- [PROBLEM REQUIREMENTS]: Give back every entry in full, exactly as it reads.

- [PROVIDED RECORDS]:
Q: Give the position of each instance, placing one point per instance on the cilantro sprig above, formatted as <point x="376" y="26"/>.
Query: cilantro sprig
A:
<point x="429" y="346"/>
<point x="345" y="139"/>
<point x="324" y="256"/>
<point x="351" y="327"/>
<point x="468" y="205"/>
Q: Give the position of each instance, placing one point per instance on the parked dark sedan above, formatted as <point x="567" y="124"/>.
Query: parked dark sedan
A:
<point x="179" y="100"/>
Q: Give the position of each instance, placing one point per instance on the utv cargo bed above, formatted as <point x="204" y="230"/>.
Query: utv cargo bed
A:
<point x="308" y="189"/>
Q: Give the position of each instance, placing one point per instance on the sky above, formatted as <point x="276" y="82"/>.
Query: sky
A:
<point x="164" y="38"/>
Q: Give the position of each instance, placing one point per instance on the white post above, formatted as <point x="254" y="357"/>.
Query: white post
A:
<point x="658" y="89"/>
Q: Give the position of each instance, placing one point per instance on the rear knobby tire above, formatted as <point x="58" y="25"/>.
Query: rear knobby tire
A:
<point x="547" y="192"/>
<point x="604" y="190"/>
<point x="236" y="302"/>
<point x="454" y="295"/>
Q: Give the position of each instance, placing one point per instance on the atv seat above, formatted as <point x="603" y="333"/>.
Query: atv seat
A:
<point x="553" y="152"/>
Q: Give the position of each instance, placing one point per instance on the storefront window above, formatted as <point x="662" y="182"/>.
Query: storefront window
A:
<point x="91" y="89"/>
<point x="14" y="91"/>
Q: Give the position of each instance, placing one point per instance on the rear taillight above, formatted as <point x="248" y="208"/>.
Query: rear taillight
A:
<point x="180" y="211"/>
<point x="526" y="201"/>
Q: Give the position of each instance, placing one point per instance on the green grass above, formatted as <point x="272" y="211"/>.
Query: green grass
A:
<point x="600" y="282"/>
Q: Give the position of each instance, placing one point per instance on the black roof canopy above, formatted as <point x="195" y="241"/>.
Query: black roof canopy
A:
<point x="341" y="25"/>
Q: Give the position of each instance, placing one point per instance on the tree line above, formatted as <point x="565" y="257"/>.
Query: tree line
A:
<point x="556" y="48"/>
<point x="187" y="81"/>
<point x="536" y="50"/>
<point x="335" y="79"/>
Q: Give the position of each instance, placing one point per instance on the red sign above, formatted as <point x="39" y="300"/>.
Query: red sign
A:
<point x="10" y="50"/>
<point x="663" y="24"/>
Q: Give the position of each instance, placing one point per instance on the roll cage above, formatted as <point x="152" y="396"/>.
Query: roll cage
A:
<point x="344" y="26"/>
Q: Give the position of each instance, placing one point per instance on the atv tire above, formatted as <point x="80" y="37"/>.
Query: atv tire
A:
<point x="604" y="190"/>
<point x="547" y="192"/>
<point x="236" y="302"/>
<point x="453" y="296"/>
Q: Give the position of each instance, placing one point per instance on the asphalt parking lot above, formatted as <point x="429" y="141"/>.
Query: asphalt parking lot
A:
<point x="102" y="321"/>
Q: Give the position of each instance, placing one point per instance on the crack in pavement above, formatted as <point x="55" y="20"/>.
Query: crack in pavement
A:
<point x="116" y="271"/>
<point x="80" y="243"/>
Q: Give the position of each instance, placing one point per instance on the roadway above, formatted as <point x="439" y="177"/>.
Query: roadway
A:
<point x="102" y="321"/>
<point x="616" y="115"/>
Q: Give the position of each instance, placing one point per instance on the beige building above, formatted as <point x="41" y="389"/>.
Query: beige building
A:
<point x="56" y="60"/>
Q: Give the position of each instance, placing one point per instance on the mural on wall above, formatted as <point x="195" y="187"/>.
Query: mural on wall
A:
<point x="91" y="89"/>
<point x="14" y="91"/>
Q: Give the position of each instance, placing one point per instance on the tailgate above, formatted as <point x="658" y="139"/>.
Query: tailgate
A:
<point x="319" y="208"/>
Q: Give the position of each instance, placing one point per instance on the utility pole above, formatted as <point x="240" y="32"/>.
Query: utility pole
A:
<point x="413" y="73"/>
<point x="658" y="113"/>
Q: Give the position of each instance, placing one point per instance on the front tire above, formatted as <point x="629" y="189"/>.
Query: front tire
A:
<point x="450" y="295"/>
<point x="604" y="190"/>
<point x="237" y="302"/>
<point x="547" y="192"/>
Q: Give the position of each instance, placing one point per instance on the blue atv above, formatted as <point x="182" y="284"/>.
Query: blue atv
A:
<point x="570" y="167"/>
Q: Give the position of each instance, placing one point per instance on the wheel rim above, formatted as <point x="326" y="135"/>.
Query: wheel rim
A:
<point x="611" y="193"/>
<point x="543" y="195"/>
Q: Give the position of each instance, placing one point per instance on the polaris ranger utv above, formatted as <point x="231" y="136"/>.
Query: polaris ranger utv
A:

- [ANSWER TO THIS TASK]:
Q: Give the position of each instance, placing one point per instance on the cilantro sprig above, formatted as <point x="376" y="26"/>.
Query: cilantro sprig
A:
<point x="429" y="346"/>
<point x="345" y="139"/>
<point x="324" y="256"/>
<point x="351" y="327"/>
<point x="468" y="205"/>
Q: Give the position of each instance, placing one point per instance on the parked dark sedan above, formatted as <point x="567" y="124"/>.
Query: parked dark sedan
A:
<point x="179" y="100"/>
Q: Give the position of each instance, placing one point per instance on the utv cargo bed above, formatted as <point x="204" y="230"/>.
Query: utv cargo bed
A:
<point x="308" y="189"/>
Q: Give the position of each instance, placing one point per instance on the sky above, formatted as <point x="276" y="82"/>.
Query: sky
A:
<point x="164" y="38"/>
Q: Give the position of each instance, placing one point per instance on the white post above, formatted as <point x="254" y="357"/>.
Query: white post
A:
<point x="658" y="89"/>
Q: Give the position of each instance, placing one point per instance on the rear knobby tire above, formatted as <point x="58" y="25"/>.
Query: rear knobby tire
A:
<point x="547" y="192"/>
<point x="604" y="190"/>
<point x="236" y="302"/>
<point x="454" y="295"/>
Q: Give the position of each instance, placing one point per instance on the atv seat above, formatted as <point x="603" y="333"/>.
Query: atv seat
A:
<point x="553" y="152"/>
Q: Give the position of each instance, placing one point per instance on the storefront window above, formatted as <point x="662" y="182"/>.
Query: storefront window
A:
<point x="91" y="89"/>
<point x="14" y="91"/>
Q: Give the position of each instance, placing one point per instance on the rear taillight above, formatted as <point x="248" y="208"/>.
Query: rear taillight
A:
<point x="180" y="211"/>
<point x="526" y="201"/>
Q: Give the position of each instance, placing one point per instance on the green grass above, formatted as <point x="272" y="211"/>.
Query: green grass
A:
<point x="600" y="282"/>
Q: Give the position of each instance, placing one point per instance on the black roof canopy above, formatted as <point x="195" y="241"/>.
Query: black roof canopy
A:
<point x="341" y="25"/>
Q: Give the position of each instance, placing one point per instance on the tree line above, formatted as <point x="565" y="257"/>.
Query: tree line
A:
<point x="556" y="48"/>
<point x="187" y="81"/>
<point x="536" y="50"/>
<point x="335" y="79"/>
Q: Give the position of each instance, placing one point per instance on the red sign above, formatted as <point x="39" y="300"/>.
Query: red sign
A:
<point x="10" y="50"/>
<point x="663" y="24"/>
Q: Give the position of each instance, placing one point per instance on the roll cage above, formatted as <point x="152" y="396"/>.
Query: roll cage
A:
<point x="344" y="26"/>
Q: Give the position of each instance, placing one point per instance on the atv tire above, formatted as <point x="80" y="37"/>.
Query: atv tire
A:
<point x="604" y="190"/>
<point x="547" y="192"/>
<point x="236" y="302"/>
<point x="453" y="296"/>
Q: Give the position of each instance, placing one point per instance on the asphalt parking lot above, formatted as <point x="429" y="141"/>.
Query: asphalt parking lot
A:
<point x="102" y="321"/>
Q: Give the position of each instance, placing one point per instance on the crack in pavement above, formatted as <point x="55" y="20"/>.
Query: crack in pavement
A:
<point x="116" y="271"/>
<point x="80" y="243"/>
Q: Give the position of each instance, placing one point per instance on the roadway above, formatted as <point x="439" y="177"/>.
Query: roadway
A:
<point x="102" y="321"/>
<point x="616" y="115"/>
Q: Give the position of each instance, placing one point per instance on the beige building above, formatted as <point x="41" y="389"/>.
Query: beige building
A:
<point x="56" y="60"/>
Q: Give the position of each instance, placing one point per instance on the mural on wall above, formatted as <point x="195" y="187"/>.
Query: mural on wall
A:
<point x="91" y="89"/>
<point x="14" y="91"/>
Q: Give the position of each instance, placing one point per instance on the tailgate above, formatted as <point x="658" y="139"/>.
Query: tailgate
A:
<point x="319" y="208"/>
Q: Give the position of each instance, placing one point per instance on the utility pole above, formatted as <point x="240" y="32"/>.
Query: utility pole
A:
<point x="413" y="73"/>
<point x="658" y="113"/>
Q: Give the position of each instance, placing one point per instance on the front tire above, formatted as <point x="629" y="189"/>.
Query: front tire
A:
<point x="450" y="295"/>
<point x="604" y="190"/>
<point x="237" y="302"/>
<point x="547" y="192"/>
Q: Give the position of each instance, placing one point per instance on the blue atv above, formatted as <point x="182" y="284"/>.
Query: blue atv
A:
<point x="570" y="167"/>
Q: Give the position of each instance, placing one point per instance on the wheel rim above, formatted as <point x="326" y="135"/>.
Query: wheel rim
A:
<point x="611" y="193"/>
<point x="543" y="195"/>
Q: Give the position of each instance, placing one point per instance on the polaris ranger utv above, formatted as <point x="231" y="136"/>.
Query: polaris ranger utv
A:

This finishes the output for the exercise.